[Stored entries]
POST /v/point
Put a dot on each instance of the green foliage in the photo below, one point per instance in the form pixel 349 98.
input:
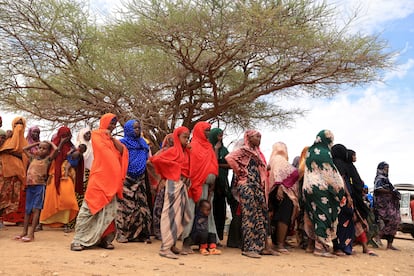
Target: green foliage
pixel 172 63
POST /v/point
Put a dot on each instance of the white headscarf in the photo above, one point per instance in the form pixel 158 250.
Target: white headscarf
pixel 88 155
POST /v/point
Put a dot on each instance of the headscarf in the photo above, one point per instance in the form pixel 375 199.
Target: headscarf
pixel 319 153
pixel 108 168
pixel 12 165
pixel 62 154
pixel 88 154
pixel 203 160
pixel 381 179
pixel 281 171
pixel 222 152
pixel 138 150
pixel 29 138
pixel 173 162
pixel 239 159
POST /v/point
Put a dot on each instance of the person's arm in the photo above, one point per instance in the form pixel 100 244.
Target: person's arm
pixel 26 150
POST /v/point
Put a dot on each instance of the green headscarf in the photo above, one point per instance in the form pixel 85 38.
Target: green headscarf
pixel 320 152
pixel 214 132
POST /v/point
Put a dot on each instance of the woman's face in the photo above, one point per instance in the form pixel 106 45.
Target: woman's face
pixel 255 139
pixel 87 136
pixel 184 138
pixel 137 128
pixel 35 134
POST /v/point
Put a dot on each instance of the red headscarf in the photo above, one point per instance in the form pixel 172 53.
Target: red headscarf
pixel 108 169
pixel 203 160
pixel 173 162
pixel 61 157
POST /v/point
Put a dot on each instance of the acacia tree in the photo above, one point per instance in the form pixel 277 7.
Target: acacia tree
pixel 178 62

==

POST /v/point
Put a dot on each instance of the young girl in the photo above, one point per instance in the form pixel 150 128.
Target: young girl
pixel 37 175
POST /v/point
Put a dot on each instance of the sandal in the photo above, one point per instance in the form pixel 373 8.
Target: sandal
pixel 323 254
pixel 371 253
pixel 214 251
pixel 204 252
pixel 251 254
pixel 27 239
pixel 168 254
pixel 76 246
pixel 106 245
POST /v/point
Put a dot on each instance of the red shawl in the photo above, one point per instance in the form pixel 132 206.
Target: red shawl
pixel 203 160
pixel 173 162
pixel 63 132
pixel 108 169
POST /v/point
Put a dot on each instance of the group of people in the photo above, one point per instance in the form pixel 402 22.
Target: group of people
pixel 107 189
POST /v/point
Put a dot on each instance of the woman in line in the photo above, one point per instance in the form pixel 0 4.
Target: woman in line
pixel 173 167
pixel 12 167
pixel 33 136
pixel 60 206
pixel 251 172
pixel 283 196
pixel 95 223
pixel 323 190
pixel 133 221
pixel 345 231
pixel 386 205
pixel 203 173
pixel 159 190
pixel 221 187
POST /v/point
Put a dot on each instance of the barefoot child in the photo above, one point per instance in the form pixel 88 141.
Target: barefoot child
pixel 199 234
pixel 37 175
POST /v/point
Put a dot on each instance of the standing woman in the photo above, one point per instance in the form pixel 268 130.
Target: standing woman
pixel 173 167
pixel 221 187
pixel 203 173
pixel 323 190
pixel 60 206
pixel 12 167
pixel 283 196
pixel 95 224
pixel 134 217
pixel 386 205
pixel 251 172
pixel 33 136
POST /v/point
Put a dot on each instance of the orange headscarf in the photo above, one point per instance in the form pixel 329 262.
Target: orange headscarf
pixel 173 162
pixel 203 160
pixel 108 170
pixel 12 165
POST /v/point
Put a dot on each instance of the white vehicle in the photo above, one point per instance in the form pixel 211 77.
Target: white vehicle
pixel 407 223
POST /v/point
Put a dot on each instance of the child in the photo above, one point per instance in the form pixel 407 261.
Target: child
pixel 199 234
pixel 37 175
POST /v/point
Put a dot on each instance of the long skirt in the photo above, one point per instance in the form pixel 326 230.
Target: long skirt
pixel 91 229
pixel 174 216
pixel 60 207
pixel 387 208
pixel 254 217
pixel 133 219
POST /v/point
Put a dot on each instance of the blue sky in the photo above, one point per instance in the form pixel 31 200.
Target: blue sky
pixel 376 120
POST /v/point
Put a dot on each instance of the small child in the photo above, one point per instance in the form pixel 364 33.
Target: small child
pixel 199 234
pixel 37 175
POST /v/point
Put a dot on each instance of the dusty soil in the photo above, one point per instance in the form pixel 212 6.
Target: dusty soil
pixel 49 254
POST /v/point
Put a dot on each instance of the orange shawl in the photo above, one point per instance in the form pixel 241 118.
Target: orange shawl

▶ **EXERCISE BRIEF**
Return every line of the material above that contains the word "face", and treat case as significant.

▶ **WRITTEN SOLUTION**
Put a dot on each instance of the woman's face in the photo above, one point per instance in the form pixel 106 45.
Target: woman's face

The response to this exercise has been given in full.